**Set task:** Collect every line of the material below that contains the string "windshield", matching case exactly.

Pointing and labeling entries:
━━━
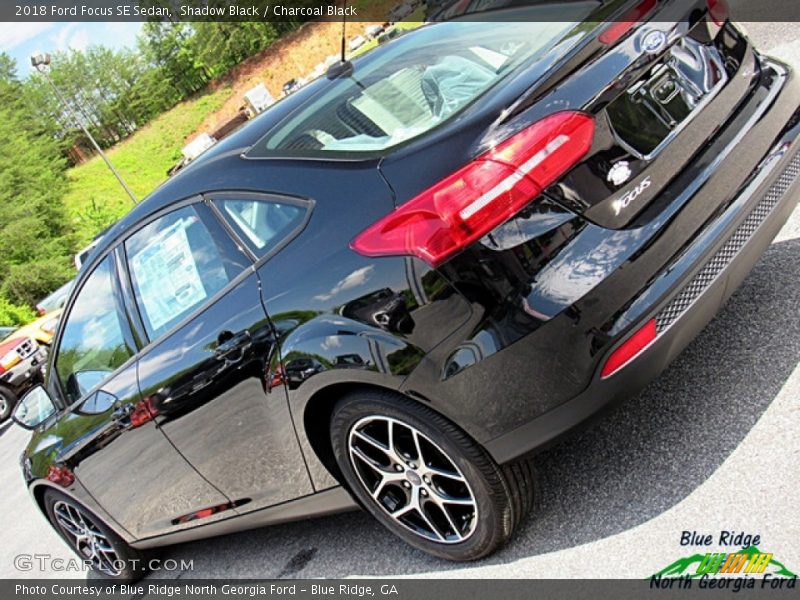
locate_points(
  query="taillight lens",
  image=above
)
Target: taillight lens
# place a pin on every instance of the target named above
(719, 11)
(468, 204)
(630, 349)
(619, 29)
(9, 360)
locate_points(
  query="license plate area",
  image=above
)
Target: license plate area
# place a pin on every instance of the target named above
(652, 111)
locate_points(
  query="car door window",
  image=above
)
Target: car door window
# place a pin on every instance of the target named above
(96, 339)
(177, 263)
(263, 223)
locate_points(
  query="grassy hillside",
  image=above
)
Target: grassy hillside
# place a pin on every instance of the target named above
(95, 198)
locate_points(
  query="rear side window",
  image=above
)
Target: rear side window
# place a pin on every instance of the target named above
(411, 86)
(177, 263)
(263, 223)
(96, 337)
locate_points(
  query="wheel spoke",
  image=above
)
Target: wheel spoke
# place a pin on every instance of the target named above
(369, 460)
(417, 445)
(67, 524)
(439, 472)
(89, 541)
(372, 442)
(417, 475)
(443, 507)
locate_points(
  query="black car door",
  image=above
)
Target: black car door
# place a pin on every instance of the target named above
(204, 370)
(107, 438)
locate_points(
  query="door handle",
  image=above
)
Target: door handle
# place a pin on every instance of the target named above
(121, 411)
(231, 347)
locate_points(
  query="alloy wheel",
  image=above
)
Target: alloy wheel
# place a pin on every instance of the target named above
(412, 479)
(87, 538)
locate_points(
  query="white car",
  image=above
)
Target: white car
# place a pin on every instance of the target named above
(357, 42)
(373, 31)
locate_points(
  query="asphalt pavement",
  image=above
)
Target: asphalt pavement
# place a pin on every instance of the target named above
(711, 445)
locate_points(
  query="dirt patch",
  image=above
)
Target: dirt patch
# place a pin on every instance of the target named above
(293, 56)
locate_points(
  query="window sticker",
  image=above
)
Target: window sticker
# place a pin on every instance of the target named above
(167, 275)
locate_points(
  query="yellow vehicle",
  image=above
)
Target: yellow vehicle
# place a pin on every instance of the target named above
(42, 329)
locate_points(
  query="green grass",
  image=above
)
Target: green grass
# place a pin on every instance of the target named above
(416, 20)
(95, 198)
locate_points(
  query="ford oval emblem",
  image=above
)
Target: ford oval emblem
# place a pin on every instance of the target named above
(654, 42)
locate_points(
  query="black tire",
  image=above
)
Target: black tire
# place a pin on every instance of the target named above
(8, 400)
(131, 565)
(502, 496)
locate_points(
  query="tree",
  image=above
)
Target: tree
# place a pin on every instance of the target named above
(34, 232)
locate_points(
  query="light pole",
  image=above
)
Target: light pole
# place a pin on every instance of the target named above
(41, 62)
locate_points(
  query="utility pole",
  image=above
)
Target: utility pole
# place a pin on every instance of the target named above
(41, 62)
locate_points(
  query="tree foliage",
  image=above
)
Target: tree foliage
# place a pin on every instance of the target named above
(112, 93)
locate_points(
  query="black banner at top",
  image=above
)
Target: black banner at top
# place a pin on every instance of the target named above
(379, 10)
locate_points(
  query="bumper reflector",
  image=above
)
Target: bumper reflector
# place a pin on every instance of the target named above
(630, 348)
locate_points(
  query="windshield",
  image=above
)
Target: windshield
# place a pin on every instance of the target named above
(416, 83)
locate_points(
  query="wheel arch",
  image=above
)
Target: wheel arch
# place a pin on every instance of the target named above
(317, 415)
(38, 487)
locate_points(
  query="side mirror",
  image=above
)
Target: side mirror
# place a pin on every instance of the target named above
(34, 408)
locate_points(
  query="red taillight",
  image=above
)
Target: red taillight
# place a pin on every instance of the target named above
(719, 11)
(144, 412)
(60, 475)
(620, 28)
(468, 204)
(630, 348)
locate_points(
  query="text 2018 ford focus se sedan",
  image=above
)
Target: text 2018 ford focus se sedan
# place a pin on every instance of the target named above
(397, 283)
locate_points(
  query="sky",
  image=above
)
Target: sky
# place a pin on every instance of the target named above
(20, 40)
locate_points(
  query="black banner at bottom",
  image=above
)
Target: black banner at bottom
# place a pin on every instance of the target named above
(402, 589)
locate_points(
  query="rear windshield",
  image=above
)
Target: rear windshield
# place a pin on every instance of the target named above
(416, 83)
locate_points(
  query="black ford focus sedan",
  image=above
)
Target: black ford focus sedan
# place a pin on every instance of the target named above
(396, 284)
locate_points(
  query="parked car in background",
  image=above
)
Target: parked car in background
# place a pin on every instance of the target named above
(475, 238)
(400, 12)
(21, 361)
(42, 329)
(55, 300)
(291, 86)
(388, 34)
(373, 31)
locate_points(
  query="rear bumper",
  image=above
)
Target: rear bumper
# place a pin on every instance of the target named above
(683, 298)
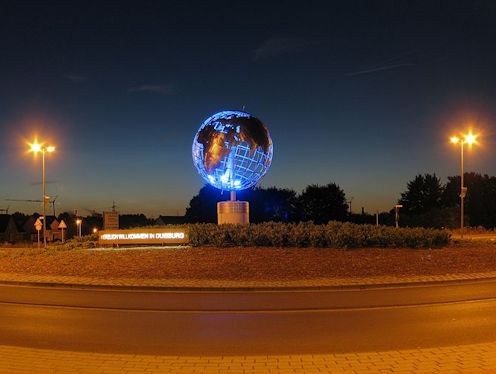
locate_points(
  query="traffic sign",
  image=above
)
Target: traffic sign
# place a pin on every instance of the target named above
(38, 225)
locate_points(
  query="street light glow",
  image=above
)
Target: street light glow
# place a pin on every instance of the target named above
(35, 147)
(470, 138)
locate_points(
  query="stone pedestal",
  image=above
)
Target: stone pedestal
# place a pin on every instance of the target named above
(233, 212)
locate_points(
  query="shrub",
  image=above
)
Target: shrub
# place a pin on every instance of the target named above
(331, 235)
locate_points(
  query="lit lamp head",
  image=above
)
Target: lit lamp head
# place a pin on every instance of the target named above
(469, 138)
(36, 147)
(454, 140)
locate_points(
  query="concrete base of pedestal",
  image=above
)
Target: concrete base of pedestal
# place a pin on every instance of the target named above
(233, 212)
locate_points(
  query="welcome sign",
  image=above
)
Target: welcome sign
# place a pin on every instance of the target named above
(164, 235)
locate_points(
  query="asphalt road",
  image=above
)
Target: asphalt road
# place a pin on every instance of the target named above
(247, 322)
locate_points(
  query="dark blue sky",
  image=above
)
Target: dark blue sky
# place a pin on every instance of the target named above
(361, 93)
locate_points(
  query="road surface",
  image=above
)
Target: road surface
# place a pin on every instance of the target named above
(247, 322)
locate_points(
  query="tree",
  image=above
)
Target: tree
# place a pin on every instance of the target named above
(273, 204)
(424, 193)
(480, 201)
(322, 204)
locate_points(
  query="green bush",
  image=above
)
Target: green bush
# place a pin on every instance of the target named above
(331, 235)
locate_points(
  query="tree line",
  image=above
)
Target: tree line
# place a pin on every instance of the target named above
(427, 202)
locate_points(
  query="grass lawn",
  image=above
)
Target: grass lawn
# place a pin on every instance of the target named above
(251, 264)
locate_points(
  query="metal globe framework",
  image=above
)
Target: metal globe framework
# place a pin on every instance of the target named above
(232, 150)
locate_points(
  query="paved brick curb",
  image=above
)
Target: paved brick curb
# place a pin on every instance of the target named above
(195, 283)
(476, 358)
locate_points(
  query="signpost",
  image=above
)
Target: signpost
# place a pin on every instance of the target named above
(38, 225)
(397, 214)
(162, 236)
(62, 227)
(111, 220)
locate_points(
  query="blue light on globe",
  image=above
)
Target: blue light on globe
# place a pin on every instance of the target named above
(232, 150)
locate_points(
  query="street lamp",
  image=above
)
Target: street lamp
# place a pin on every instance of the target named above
(469, 139)
(79, 222)
(36, 147)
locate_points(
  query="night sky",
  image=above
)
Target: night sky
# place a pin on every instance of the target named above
(361, 93)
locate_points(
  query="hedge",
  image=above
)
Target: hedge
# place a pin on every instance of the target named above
(331, 235)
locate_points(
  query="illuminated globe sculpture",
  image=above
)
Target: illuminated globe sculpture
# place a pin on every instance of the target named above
(232, 150)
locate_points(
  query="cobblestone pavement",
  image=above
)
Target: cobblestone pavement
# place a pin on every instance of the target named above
(478, 358)
(206, 283)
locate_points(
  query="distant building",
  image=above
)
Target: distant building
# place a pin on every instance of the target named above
(170, 220)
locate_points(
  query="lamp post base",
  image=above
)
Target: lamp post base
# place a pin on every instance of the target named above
(233, 212)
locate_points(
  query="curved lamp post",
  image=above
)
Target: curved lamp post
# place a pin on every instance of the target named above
(469, 139)
(36, 148)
━━━
**Exercise response:**
  query="windshield",
Target: windshield
  query="rear windshield",
Target: rear windshield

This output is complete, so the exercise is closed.